**THE REQUEST:**
Retype every line of the data below without changing anything, omitting the pictures from your answer.

[Items recorded in a dataset]
──────
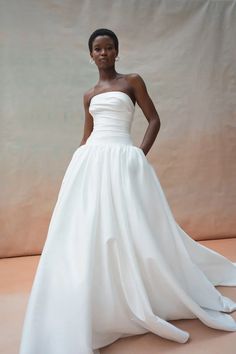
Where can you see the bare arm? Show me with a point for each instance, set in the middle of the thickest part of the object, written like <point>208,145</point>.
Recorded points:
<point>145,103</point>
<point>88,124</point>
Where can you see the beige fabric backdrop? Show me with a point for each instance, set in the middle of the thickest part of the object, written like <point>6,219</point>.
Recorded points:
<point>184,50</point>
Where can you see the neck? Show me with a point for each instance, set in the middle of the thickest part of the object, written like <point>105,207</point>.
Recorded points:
──────
**SOLUTION TO THIS PROBLEM:**
Where can you see the bare arm? Show me with a point for each instance, set in the middle of the thickest part of the object, written like <point>208,145</point>.
Recorded points:
<point>145,103</point>
<point>88,124</point>
Where can you see the beige fabric backdrop? Show me with a point for each instance, set in the middle of the thickest part of the object, written like <point>6,219</point>.
Recorded points:
<point>184,50</point>
Where can you see the neck? Show me with a point for each instance, set in the middle of the thickest part of the object, written like <point>105,207</point>.
Recorded points:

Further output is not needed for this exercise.